_Task goal_
Take the listing below and output it again exactly.

========

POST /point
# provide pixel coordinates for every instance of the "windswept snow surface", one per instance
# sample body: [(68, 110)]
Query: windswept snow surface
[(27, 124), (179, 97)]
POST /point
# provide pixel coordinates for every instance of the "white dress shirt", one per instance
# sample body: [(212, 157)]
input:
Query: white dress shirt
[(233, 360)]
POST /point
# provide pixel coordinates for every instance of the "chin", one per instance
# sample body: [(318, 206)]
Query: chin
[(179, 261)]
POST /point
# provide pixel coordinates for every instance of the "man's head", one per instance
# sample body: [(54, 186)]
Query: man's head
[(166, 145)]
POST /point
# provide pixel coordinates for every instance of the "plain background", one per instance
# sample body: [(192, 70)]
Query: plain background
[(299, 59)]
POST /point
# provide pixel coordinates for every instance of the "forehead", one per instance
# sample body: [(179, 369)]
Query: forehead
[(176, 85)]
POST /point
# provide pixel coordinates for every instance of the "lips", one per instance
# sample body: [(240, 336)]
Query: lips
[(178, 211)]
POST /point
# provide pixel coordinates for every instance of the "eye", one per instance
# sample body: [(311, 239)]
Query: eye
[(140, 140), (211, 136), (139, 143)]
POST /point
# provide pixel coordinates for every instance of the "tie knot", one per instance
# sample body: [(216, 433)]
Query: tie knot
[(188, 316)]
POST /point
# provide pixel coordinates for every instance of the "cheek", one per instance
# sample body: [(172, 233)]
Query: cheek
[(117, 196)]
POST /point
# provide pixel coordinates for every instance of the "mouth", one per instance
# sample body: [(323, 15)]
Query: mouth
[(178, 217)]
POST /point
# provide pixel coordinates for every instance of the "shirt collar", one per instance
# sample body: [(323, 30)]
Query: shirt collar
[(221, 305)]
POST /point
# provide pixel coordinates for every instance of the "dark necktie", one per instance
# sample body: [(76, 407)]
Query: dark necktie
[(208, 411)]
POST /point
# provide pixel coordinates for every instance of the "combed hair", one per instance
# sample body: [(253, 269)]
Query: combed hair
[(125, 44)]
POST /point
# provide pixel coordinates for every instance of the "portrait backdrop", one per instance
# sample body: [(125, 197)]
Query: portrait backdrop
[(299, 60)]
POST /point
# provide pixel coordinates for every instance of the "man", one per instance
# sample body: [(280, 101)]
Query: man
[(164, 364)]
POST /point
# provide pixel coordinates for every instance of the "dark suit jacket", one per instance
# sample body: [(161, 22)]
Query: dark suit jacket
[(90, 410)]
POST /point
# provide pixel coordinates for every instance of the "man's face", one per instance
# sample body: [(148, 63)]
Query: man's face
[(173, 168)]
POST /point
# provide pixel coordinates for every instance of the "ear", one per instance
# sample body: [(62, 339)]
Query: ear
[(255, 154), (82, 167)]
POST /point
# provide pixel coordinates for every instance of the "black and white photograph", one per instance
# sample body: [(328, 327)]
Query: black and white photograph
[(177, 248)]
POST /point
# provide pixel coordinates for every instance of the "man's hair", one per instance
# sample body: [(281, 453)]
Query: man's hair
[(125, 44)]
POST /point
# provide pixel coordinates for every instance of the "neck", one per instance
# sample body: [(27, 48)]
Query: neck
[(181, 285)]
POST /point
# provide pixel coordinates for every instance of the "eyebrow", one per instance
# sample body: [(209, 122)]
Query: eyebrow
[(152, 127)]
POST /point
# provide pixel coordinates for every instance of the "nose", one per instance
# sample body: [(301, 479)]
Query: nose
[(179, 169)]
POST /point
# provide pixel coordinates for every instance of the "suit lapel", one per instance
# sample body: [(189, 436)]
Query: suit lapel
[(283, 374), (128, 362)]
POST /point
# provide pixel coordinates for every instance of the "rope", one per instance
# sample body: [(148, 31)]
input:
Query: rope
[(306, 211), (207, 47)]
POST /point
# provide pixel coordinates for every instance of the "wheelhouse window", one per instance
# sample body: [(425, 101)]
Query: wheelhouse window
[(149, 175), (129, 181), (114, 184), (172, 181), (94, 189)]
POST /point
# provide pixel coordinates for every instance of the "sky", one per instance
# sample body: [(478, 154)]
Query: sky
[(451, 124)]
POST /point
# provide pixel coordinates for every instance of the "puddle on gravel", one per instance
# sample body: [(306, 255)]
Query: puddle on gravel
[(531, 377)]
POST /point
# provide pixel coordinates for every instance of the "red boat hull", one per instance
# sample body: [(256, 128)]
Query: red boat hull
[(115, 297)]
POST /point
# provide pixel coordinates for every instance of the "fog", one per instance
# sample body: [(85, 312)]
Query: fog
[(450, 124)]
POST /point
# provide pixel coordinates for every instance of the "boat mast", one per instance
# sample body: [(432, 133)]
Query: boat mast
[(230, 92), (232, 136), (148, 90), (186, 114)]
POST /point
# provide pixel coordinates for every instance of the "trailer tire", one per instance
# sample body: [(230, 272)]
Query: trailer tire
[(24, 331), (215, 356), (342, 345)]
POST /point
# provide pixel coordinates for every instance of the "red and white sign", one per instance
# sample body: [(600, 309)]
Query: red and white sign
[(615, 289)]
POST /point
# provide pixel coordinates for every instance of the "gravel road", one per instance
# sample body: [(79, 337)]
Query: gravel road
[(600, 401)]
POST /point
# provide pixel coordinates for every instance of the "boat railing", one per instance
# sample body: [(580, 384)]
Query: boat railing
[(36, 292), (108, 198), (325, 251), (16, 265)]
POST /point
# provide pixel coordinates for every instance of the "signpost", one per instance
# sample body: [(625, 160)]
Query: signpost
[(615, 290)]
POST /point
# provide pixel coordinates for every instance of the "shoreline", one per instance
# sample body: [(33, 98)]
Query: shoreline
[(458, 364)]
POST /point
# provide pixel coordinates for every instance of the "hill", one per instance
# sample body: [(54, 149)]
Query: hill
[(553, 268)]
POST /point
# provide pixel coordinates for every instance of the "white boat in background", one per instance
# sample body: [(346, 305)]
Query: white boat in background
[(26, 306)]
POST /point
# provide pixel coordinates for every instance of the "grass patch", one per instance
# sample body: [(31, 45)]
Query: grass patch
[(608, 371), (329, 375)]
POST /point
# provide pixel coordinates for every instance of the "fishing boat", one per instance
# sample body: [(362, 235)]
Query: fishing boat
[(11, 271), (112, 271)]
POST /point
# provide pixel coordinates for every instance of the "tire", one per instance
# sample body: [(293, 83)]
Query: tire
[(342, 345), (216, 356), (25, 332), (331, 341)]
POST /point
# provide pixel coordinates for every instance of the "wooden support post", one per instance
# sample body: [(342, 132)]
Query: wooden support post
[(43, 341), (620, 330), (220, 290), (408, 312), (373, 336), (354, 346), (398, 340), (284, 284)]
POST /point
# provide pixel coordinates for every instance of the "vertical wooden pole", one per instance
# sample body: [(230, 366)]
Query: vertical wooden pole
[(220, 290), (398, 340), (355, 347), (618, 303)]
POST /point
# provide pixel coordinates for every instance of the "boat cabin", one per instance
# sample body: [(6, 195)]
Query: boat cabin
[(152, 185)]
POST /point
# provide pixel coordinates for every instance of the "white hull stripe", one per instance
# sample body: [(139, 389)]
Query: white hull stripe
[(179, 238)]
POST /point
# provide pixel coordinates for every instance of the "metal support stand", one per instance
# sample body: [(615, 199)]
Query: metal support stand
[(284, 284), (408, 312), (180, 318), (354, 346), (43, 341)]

========

_Finished exercise_
POST /point
# provide pixel coordinates for every instance of the "windswept snow surface", one per instance
# sample body: [(68, 110)]
Query: windswept snow surface
[(27, 124), (179, 97)]
POST /point
# provide pixel coordinates for every instance of the "white dress shirt", one per instance
# sample body: [(212, 157)]
input:
Query: white dress shirt
[(233, 360)]
POST /point
# provide pixel coordinates for every instance of the "chin", one per instance
# sample body: [(318, 206)]
Query: chin
[(179, 261)]
POST /point
# provide pixel coordinates for every instance of the "man's head", one per instance
# sample body: [(54, 186)]
Query: man's head
[(166, 145)]
POST /point
# provide pixel coordinates for every instance of the "plain background", one per instance
# sample body: [(192, 70)]
Query: plain background
[(299, 59)]
POST /point
# provide pixel coordinates for every instance of the "forehead", one per instance
# sample body: [(179, 369)]
Query: forehead
[(176, 85)]
POST /point
# provide pixel coordinates for every instance of the "lips", one per instance
# sample body: [(240, 336)]
Query: lips
[(178, 211)]
POST /point
# provide pixel coordinates for every instance of the "eye", one per instance
# sample body: [(311, 239)]
Query: eye
[(140, 140), (211, 136), (139, 143)]
POST /point
# provide pixel coordinates for every instance of the "tie knot", one per instance
# sample body: [(216, 433)]
Query: tie knot
[(188, 316)]
POST /point
# provide pixel coordinates for every instance of the "cheek", one per instance
# sample body: [(172, 233)]
Query: cheek
[(117, 196)]
POST /point
# provide pixel coordinates for every instance of the "mouth", one per instance
# sample body: [(323, 15)]
Query: mouth
[(178, 217)]
POST /point
# provide pixel coordinates for every instance of the "shirt collar", one per instance
# sample body: [(323, 30)]
Query: shirt collar
[(221, 305)]
POST /point
# provide pixel coordinates for every instance of the "dark necktie", one per instance
# sample body: [(76, 407)]
Query: dark necktie
[(208, 411)]
POST /point
# provide pixel coordinates for every instance of the "combed hair", one per instance
# sample body: [(253, 269)]
Query: combed hair
[(125, 44)]
POST /point
# provide pixel coordinates for every instance of the "portrait backdrop", one per instance
# sample body: [(125, 197)]
Query: portrait backdrop
[(299, 60)]
POST /point
# provide pixel coordinates for every instance of the "man", one per instance
# sample body: [(280, 101)]
Query: man
[(164, 364)]
POST /point
# provide pixel coordinates for every instance of the "dark suit jacket", one per instance
# sample body: [(161, 22)]
Query: dark suit jacket
[(90, 410)]
POST /point
# provide pixel coordinates for every instance of the "man's face", one per instance
# sample body: [(148, 63)]
Query: man's face
[(173, 168)]
POST /point
# provide pixel coordinates for every instance of the "ear", one per instance
# sample body: [(62, 339)]
Query: ear
[(255, 154), (82, 167)]
POST /point
# provide pixel coordinates for every instance of the "black and white photograph", one per instance
# sample body: [(328, 327)]
Query: black and white photograph
[(177, 248)]
POST /point
# provide pixel coordinates for every instance of the "man's hair", one per instance
# sample body: [(281, 453)]
Query: man's hair
[(125, 44)]
POST /point
# provide pixel coordinates for every instance of the "neck", one per instance
# sample body: [(27, 48)]
Query: neck
[(181, 285)]
POST /point
# provide pixel coordinates for every instance of the "eyebrow", one per instance
# sample body: [(209, 122)]
Query: eyebrow
[(152, 127)]
POST /point
# provide pixel coordinates for every instance of the "nose", one per instance
# sample body: [(301, 479)]
Query: nose
[(179, 169)]
POST /point
# provide pixel coordinates for every instance of the "suit lapel", one per instance
# sample body: [(189, 436)]
Query: suit lapel
[(283, 374), (128, 362)]
POST /point
# provide pixel coordinates for every instance of the "rope", one per instance
# sample body: [(148, 31)]
input:
Query: rope
[(306, 211), (207, 47)]
POST /point
# provide pixel coordinates for every instance of the "wheelhouse window", one per instance
# sample body: [(425, 101)]
Query: wheelhouse window
[(149, 175), (129, 181), (114, 184), (172, 181), (94, 189)]
POST /point
# provide pixel coordinates for every instance of the "sky", one per instance
# sample body: [(478, 154)]
Query: sky
[(451, 124)]
POST /point
# provide pixel coordinates for every instance of the "puddle on gravel", one per instance
# sample body: [(306, 255)]
Query: puddle on gravel
[(531, 377)]
POST /point
# provide pixel coordinates for every instance of the "red boat hull", one per instance
# sample body: [(256, 128)]
Query: red boat hull
[(115, 297)]
POST /point
# provide pixel coordinates for every instance of the "fog", one per instance
# sample body: [(85, 312)]
Query: fog
[(450, 124)]
POST /point
# provide pixel coordinates for every instance of the "boat mast", one per instance
# sample body: [(432, 133)]
Query: boat mast
[(230, 92), (232, 136), (148, 90), (186, 114)]
POST /point
# provide pixel coordinates for every instance of the "trailer tire", one per instance
# sample body: [(230, 272)]
Query: trailer tire
[(24, 331), (215, 356), (342, 345)]
POST /point
# provide pixel coordinates for every instance of the "red and white sign", one per instance
# sample body: [(600, 309)]
Query: red and white sign
[(615, 289)]
POST /point
# provide pixel coordinates for every instance of the "gravel road", one per instance
# sample body: [(79, 337)]
Query: gravel road
[(600, 401)]
POST /point
# provide pixel coordinates for every instance of the "boat railing", one per instance
# sample body: [(580, 384)]
Query: boat railing
[(36, 292), (108, 198), (325, 251), (16, 265)]
POST /point
# provide pixel coordinates for every instance of the "signpost", one per instance
# sample body: [(625, 160)]
Query: signpost
[(615, 290)]
POST /point
# provide pixel coordinates for every instance of the "shoreline", one per instance
# sample body: [(33, 98)]
Query: shoreline
[(458, 364)]
POST /point
# provide pixel coordinates for every instance of the "hill", one per instance
# sample body: [(54, 149)]
Query: hill
[(553, 268)]
POST /point
# provide pixel coordinates for every instance of the "white boat in background", one per instance
# sample body: [(346, 305)]
Query: white boat in background
[(26, 306)]
POST /point
# provide pixel coordinates for every instance of the "grass patch", one per instance
# sample body: [(31, 45)]
Query: grass patch
[(608, 371), (329, 375)]
POST /point
# provide pixel coordinates for every instance of the "fishing boat", one per instance
# sample body: [(362, 235)]
Query: fishing boat
[(11, 271), (112, 271)]
POST /point
# provide pixel coordinates for every instance of the "tire", one per instance
# sample body: [(293, 83)]
Query: tire
[(342, 345), (216, 356), (25, 332), (331, 341)]
POST /point
# provide pixel coordinates for every instance of the "wooden support post", one per instance
# sample body: [(342, 132)]
Query: wooden support post
[(43, 341), (620, 330), (220, 290), (408, 312), (373, 336), (354, 346), (398, 340), (284, 284)]
POST /point
# provide pixel coordinates for every instance of the "vertical wooden pole", one per instance
# sample body: [(230, 366)]
Query: vertical wooden pole
[(220, 290), (398, 340), (355, 347), (618, 303)]
POST /point
# provide pixel coordinates for every instance of the "boat cabin", one per instance
# sample body: [(6, 195)]
Query: boat cabin
[(152, 185)]
POST /point
# provide pixel coordinates for every instance of the "white hull stripe", one per instance
# sample body: [(139, 389)]
Query: white hull stripe
[(179, 238)]
POST /point
# provide pixel coordinates for every instance of the "metal support stand", one per instance
# sample body: [(615, 199)]
Query: metal support stand
[(284, 284), (408, 312), (180, 318), (354, 346), (43, 341)]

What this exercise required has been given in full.